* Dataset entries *

============================================================

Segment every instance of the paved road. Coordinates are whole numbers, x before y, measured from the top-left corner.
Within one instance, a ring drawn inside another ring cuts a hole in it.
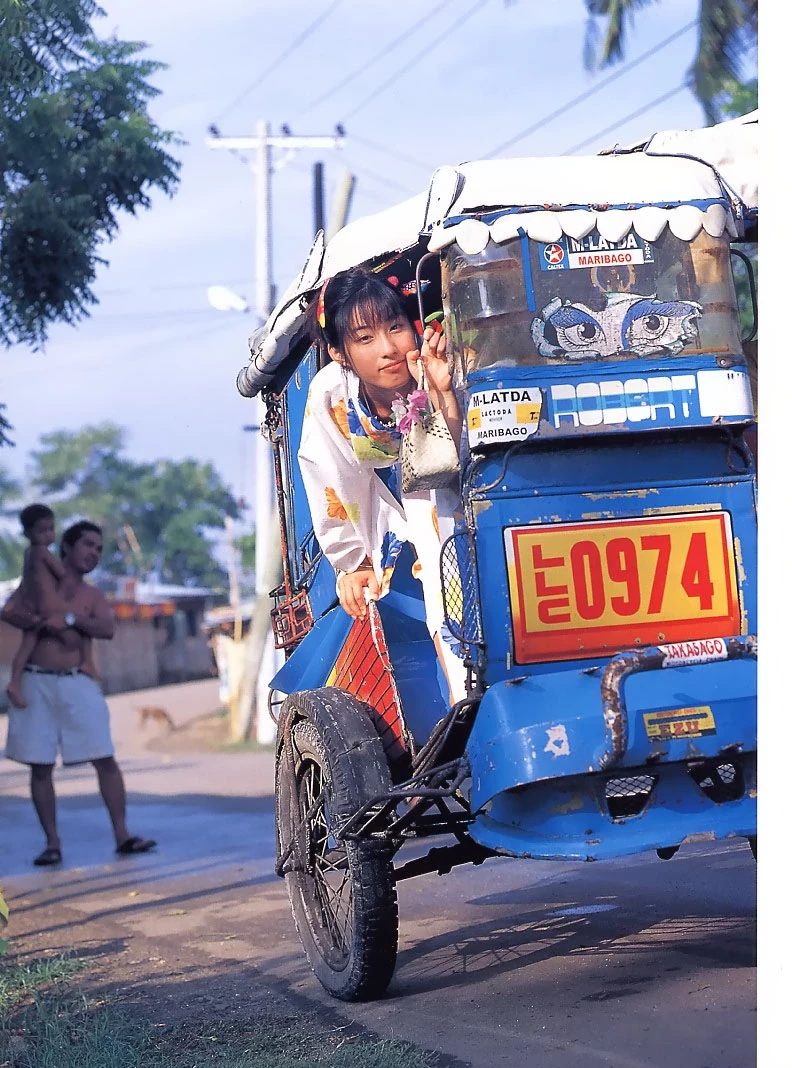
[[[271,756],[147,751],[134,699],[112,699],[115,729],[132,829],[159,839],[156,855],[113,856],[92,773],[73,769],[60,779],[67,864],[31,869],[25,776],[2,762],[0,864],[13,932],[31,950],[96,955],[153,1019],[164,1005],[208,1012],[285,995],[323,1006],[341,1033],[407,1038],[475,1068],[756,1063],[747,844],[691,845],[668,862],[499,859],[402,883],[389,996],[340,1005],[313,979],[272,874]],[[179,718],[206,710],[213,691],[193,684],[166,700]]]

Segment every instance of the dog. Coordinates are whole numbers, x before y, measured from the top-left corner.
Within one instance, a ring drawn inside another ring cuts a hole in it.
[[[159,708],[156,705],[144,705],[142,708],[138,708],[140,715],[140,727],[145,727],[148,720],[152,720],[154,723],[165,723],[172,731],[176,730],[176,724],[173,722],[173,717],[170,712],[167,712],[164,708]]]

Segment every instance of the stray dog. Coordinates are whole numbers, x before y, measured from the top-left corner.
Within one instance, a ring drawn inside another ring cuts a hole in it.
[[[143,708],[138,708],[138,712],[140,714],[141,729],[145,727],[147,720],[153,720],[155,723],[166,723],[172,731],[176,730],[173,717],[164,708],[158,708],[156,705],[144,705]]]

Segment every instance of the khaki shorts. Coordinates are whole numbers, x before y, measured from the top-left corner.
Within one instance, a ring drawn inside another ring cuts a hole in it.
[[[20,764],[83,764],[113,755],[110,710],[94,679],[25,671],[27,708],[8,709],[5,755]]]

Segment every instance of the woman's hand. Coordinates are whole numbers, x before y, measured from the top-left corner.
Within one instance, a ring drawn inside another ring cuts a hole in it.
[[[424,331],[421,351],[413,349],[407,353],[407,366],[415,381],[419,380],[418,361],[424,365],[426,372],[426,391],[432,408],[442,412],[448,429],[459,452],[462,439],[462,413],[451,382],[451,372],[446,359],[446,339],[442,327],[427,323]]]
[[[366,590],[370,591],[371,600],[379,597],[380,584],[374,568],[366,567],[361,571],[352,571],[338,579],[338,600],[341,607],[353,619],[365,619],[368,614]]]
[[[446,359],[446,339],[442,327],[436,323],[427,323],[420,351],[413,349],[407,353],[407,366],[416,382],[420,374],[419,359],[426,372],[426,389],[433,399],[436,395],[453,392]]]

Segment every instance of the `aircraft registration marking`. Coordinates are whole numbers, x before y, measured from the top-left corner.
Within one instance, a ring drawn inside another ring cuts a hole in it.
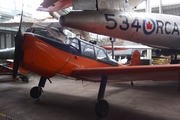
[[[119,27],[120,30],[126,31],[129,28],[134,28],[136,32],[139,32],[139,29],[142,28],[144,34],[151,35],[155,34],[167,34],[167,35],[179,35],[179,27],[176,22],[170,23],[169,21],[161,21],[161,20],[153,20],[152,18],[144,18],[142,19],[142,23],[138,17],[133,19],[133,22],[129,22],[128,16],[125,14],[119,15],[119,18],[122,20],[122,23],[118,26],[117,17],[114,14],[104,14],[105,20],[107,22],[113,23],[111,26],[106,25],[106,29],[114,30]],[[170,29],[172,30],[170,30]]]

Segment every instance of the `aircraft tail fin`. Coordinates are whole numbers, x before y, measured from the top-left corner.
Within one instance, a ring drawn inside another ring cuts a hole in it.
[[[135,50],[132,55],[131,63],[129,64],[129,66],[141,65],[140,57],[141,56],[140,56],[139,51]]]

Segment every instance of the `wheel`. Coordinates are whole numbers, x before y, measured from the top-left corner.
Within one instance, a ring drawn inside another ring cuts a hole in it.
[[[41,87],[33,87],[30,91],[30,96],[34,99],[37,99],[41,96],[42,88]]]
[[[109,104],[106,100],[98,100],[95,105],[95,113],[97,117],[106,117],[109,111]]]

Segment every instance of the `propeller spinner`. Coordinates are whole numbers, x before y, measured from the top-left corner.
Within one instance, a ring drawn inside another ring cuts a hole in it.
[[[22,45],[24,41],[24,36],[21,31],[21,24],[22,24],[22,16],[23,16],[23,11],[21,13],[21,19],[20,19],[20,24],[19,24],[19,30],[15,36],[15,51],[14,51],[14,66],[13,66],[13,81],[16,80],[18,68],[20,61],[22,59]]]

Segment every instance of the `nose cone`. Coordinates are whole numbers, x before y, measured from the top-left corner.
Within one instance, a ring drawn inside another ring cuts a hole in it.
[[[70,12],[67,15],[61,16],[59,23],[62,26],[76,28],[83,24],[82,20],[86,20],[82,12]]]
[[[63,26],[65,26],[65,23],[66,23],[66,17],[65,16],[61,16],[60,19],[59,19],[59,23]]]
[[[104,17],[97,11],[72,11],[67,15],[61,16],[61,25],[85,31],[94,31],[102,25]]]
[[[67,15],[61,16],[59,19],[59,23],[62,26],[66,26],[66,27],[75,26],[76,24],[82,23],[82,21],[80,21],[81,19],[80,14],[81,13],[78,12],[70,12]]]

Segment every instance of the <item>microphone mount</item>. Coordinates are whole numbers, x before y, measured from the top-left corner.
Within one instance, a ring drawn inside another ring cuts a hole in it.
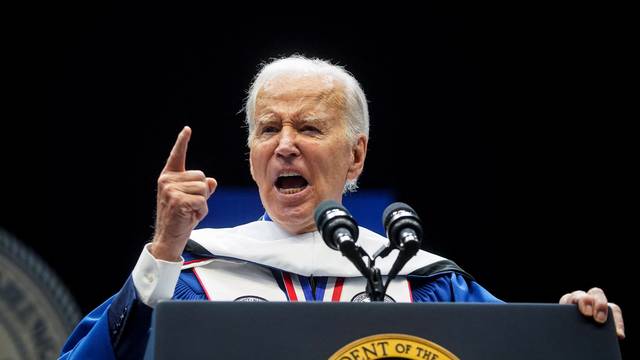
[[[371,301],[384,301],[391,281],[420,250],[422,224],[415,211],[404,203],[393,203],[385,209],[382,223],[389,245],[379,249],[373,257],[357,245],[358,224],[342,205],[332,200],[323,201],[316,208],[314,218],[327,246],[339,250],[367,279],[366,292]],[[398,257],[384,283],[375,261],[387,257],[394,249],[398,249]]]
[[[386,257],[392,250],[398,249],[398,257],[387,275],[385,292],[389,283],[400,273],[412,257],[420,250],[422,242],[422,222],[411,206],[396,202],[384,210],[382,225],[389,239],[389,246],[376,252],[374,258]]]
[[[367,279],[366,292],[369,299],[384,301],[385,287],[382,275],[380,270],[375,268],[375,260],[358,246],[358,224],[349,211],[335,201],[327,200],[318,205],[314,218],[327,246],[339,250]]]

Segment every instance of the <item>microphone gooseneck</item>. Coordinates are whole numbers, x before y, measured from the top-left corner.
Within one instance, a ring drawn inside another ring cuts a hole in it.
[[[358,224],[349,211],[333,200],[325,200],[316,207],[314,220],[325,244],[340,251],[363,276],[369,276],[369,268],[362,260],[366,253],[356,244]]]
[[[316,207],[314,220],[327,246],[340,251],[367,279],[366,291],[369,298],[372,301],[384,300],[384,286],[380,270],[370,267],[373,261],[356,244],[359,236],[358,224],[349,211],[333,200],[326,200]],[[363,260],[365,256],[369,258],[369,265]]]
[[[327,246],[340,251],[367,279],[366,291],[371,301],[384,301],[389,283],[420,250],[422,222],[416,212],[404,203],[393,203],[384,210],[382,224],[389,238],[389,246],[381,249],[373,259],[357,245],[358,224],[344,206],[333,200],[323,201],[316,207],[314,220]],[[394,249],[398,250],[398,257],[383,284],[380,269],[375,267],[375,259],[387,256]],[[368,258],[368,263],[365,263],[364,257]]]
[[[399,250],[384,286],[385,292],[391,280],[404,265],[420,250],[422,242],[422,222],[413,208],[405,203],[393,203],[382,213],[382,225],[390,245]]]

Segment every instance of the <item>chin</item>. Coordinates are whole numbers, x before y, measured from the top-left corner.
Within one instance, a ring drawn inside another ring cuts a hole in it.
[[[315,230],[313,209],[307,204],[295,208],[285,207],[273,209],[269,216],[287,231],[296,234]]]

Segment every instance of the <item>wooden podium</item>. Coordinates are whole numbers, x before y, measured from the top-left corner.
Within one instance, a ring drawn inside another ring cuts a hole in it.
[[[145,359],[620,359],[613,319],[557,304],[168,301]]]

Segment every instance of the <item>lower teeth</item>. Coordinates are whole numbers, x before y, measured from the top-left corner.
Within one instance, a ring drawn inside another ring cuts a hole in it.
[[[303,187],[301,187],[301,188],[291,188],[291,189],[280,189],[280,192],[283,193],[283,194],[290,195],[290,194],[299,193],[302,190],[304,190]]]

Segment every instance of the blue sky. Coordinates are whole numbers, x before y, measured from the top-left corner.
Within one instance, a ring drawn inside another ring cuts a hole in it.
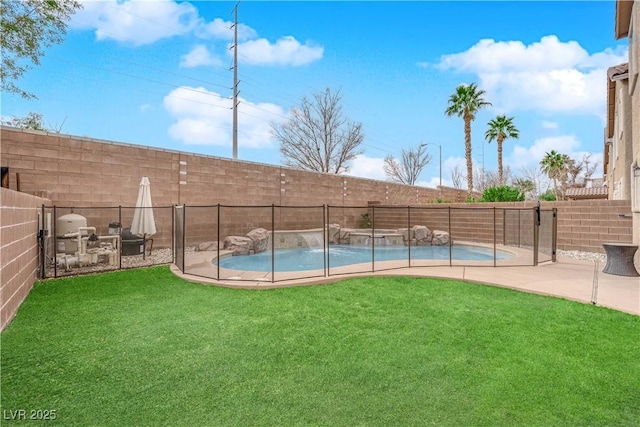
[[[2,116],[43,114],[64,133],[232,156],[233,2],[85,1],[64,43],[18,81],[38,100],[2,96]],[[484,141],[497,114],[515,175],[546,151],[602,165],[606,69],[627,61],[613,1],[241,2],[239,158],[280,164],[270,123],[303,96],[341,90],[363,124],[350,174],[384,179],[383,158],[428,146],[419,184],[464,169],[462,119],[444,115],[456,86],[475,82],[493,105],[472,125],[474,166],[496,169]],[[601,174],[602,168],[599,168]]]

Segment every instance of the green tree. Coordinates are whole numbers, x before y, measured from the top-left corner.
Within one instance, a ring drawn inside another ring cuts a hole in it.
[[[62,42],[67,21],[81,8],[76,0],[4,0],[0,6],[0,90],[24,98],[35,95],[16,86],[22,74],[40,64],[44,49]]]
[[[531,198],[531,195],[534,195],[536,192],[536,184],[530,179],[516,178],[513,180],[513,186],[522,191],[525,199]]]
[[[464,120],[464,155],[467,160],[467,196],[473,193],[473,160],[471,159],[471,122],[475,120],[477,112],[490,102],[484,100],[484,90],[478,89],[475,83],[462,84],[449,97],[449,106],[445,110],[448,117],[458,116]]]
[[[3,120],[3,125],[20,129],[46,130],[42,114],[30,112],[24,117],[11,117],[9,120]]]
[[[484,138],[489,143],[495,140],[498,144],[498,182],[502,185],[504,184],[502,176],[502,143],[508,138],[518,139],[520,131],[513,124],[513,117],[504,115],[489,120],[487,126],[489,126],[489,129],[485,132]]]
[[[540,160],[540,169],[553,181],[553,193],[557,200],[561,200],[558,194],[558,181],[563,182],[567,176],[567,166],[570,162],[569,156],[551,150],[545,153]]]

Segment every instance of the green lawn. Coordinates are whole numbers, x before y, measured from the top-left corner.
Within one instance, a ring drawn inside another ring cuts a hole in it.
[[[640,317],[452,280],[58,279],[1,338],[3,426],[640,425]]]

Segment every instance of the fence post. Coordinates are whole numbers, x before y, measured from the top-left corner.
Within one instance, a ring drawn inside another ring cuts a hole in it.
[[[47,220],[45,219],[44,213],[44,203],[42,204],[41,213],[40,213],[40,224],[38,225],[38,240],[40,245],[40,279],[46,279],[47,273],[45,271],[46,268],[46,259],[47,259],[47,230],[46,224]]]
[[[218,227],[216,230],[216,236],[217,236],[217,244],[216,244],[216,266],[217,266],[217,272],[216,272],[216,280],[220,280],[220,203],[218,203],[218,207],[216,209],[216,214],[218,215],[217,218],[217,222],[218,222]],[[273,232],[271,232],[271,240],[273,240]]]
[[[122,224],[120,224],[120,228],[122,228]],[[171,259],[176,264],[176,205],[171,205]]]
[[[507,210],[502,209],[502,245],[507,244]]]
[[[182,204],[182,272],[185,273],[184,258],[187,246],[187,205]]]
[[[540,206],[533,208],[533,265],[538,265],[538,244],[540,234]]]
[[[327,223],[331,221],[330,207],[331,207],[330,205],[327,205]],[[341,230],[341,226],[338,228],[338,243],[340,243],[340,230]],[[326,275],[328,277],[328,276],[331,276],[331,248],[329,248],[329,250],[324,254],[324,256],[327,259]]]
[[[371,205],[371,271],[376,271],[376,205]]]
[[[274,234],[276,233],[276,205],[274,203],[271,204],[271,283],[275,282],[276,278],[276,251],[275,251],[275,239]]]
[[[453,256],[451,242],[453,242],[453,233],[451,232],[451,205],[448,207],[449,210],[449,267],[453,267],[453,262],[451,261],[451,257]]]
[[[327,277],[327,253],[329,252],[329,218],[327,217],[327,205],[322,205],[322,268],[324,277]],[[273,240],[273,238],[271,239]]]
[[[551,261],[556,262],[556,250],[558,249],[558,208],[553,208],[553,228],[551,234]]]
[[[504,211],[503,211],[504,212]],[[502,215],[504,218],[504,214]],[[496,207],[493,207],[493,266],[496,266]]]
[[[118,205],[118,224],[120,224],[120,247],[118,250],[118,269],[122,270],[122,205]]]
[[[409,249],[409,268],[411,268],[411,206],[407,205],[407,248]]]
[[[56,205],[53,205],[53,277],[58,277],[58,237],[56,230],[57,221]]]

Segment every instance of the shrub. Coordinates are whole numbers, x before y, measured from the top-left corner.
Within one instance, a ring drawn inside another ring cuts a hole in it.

============================================================

* Exercise instructions *
Please, from the entries above, set down exactly the lines from the one containing "Segment every instance of the <item>wooden" through the one containing "Segment every instance of the blue", and only those.

* Solution *
Segment every instance of the <item>wooden podium</item>. Coordinates are whole numbers, x before y, measured from the top-left corner.
Within one instance, a ring drawn inside another ring cuts a hole in it.
[[[145,359],[620,359],[613,319],[557,304],[168,301]]]

Segment every instance of the <item>lower teeth</item>. Coordinates are whole numbers, x before y, measured from the top-left corner.
Within one instance, a ring drawn inside another ring cuts a hole in it.
[[[303,187],[301,187],[301,188],[291,188],[291,189],[280,189],[280,192],[283,193],[283,194],[290,195],[290,194],[299,193],[302,190],[304,190]]]

Segment every instance of the blue sky. Coordinates are whole numbers, x before y, measured from the top-left corner.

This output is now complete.